• EXERCISE DIRECTIONS:
Listed below are entries; give the number of lines among them that include "brick", and only that number.

[Items listed in a dataset]
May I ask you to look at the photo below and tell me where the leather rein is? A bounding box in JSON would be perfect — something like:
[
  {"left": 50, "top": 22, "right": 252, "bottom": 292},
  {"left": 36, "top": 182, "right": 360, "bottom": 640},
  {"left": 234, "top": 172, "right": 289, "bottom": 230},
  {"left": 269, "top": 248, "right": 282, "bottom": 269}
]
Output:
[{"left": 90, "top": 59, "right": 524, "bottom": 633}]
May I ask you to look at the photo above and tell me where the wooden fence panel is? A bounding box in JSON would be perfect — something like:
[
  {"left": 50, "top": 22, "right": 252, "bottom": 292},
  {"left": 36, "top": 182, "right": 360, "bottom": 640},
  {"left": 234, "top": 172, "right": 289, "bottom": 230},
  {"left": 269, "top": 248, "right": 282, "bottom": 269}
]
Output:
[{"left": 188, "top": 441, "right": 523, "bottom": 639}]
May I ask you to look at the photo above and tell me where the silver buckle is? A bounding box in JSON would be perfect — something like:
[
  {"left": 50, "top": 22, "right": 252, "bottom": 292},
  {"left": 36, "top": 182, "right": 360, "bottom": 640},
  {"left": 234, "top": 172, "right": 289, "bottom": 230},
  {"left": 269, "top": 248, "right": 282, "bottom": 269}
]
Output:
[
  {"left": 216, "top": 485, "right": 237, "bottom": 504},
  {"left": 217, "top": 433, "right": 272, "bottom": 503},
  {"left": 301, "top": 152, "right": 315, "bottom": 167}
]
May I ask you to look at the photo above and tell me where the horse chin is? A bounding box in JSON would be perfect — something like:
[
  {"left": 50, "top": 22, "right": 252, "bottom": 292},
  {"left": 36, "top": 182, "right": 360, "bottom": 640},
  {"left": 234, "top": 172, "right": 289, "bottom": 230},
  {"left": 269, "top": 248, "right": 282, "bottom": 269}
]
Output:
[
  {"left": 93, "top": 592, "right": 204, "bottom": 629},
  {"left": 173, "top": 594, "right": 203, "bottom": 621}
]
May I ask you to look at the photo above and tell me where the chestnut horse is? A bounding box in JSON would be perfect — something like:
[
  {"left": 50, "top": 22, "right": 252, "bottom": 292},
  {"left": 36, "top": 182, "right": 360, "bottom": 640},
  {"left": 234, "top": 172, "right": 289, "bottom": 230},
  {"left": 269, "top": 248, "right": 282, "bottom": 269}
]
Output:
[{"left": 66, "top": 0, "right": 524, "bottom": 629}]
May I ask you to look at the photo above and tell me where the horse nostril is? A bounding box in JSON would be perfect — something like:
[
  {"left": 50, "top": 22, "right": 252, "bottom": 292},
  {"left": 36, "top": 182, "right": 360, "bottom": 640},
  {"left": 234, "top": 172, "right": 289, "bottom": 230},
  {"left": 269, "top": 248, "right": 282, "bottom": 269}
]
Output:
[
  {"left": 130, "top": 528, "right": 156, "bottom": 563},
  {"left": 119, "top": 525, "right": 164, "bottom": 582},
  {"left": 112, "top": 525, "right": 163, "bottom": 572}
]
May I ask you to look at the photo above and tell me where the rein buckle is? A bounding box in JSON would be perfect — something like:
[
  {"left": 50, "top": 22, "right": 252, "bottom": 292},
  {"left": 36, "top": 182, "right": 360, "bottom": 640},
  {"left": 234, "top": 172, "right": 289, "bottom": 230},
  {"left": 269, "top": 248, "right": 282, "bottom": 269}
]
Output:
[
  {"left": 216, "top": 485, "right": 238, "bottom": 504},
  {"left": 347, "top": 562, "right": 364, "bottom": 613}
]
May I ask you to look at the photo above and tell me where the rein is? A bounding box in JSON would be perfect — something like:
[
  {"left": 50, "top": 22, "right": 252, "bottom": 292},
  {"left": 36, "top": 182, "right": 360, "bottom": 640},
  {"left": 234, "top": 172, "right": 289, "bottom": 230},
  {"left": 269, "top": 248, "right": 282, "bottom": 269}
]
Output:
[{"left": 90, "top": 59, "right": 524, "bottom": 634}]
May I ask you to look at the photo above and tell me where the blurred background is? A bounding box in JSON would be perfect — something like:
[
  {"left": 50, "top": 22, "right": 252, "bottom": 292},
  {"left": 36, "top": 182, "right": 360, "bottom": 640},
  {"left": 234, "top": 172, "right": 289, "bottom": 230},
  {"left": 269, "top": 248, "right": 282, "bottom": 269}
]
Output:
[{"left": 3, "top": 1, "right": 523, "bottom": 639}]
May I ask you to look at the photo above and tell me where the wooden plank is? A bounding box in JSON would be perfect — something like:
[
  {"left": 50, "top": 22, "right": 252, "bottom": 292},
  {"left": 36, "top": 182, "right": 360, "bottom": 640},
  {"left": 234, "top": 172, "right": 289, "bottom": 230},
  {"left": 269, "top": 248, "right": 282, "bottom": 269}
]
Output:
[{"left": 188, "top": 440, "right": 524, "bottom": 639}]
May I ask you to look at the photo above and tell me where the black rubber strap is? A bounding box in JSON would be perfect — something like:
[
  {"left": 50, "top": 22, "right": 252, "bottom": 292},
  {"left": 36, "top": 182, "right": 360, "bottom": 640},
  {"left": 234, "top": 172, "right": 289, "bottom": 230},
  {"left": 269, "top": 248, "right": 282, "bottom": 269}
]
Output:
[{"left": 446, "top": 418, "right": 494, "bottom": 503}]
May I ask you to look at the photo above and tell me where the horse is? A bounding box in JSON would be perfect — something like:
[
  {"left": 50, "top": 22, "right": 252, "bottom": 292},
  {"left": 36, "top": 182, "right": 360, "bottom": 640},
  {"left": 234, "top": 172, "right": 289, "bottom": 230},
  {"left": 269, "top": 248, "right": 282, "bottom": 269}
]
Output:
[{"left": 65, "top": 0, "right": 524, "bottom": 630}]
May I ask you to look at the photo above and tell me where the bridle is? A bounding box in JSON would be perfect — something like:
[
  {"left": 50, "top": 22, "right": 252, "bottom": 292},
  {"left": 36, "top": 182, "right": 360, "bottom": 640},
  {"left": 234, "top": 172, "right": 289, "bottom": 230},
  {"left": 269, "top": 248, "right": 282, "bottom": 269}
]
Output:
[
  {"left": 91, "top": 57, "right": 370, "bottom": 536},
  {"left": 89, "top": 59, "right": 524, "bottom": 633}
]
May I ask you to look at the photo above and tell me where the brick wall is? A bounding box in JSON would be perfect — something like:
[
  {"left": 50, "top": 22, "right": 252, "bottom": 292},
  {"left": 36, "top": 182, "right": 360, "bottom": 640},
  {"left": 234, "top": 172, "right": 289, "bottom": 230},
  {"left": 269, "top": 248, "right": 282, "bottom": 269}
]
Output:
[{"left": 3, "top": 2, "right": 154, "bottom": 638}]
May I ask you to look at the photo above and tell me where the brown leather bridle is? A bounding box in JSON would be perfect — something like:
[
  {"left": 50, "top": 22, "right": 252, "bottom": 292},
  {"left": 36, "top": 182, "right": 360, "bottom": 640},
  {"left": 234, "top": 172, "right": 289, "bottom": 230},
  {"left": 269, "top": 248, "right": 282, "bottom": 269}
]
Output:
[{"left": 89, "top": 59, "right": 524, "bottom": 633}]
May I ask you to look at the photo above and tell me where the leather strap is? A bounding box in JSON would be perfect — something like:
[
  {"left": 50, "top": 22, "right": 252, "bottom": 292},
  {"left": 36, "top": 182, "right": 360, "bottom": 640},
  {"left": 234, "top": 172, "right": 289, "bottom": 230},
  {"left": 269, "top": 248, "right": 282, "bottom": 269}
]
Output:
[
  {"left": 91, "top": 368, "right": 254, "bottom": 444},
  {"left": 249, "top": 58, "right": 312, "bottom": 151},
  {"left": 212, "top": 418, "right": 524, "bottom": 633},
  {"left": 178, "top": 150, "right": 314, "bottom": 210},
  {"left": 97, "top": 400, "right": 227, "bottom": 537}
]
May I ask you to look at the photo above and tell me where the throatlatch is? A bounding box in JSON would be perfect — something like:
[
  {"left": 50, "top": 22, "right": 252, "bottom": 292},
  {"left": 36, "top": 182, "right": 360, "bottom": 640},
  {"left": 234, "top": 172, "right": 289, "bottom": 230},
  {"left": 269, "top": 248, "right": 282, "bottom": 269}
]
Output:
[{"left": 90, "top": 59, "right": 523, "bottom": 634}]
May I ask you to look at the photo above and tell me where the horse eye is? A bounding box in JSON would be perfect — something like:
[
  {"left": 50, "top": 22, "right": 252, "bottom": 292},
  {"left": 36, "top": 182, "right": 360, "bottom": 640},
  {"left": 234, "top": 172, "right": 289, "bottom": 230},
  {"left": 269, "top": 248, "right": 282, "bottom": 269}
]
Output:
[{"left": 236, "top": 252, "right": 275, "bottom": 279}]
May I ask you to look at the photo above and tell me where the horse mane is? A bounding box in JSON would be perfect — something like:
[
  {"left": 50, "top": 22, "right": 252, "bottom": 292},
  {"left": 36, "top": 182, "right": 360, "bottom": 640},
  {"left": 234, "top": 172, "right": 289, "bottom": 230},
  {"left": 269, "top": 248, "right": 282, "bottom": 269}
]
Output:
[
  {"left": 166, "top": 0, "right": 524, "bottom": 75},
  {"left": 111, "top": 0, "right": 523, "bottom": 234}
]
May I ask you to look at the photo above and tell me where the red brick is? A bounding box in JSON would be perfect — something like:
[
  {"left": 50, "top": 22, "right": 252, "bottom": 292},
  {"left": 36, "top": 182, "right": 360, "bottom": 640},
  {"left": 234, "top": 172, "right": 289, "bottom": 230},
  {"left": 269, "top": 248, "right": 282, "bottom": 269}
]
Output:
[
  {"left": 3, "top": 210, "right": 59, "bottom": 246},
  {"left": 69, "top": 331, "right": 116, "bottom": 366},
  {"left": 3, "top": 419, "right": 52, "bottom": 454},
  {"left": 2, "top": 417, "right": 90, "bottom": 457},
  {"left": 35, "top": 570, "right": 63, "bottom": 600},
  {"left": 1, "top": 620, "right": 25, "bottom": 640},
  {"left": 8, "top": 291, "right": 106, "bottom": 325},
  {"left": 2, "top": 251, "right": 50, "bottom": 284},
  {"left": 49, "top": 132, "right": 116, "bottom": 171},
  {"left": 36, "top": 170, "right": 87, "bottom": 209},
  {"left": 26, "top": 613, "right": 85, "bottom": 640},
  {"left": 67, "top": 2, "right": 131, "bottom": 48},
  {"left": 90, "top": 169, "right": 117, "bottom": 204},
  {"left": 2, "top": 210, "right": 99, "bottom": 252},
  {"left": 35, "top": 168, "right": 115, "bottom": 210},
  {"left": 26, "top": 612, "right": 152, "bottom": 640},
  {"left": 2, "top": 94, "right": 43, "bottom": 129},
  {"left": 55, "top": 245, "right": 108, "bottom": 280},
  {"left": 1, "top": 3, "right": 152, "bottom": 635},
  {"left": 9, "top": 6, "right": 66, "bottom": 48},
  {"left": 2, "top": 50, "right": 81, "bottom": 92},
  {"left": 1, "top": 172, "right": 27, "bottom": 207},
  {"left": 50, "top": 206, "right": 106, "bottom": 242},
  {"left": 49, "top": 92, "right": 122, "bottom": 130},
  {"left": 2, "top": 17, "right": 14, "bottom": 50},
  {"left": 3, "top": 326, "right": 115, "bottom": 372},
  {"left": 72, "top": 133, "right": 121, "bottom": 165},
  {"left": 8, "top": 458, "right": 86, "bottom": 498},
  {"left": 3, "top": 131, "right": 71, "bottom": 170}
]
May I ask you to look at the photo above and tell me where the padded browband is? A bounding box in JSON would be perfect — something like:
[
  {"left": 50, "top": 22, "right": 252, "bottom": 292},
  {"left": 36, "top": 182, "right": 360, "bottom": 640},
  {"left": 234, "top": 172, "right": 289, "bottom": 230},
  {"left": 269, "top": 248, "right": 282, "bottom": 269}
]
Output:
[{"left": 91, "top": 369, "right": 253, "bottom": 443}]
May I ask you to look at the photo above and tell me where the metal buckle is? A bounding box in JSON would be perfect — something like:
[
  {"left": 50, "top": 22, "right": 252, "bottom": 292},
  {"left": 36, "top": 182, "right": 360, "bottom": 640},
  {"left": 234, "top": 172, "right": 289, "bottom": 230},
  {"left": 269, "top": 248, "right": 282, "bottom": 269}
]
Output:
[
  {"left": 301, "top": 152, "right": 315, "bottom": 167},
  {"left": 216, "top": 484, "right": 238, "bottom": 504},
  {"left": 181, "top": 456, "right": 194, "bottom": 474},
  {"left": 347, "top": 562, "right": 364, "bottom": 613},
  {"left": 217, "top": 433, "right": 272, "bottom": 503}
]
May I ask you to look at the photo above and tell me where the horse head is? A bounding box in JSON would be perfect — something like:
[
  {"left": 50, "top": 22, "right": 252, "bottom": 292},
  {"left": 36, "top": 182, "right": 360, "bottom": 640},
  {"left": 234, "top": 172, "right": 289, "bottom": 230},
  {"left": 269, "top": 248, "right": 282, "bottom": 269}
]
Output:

• ANSWER:
2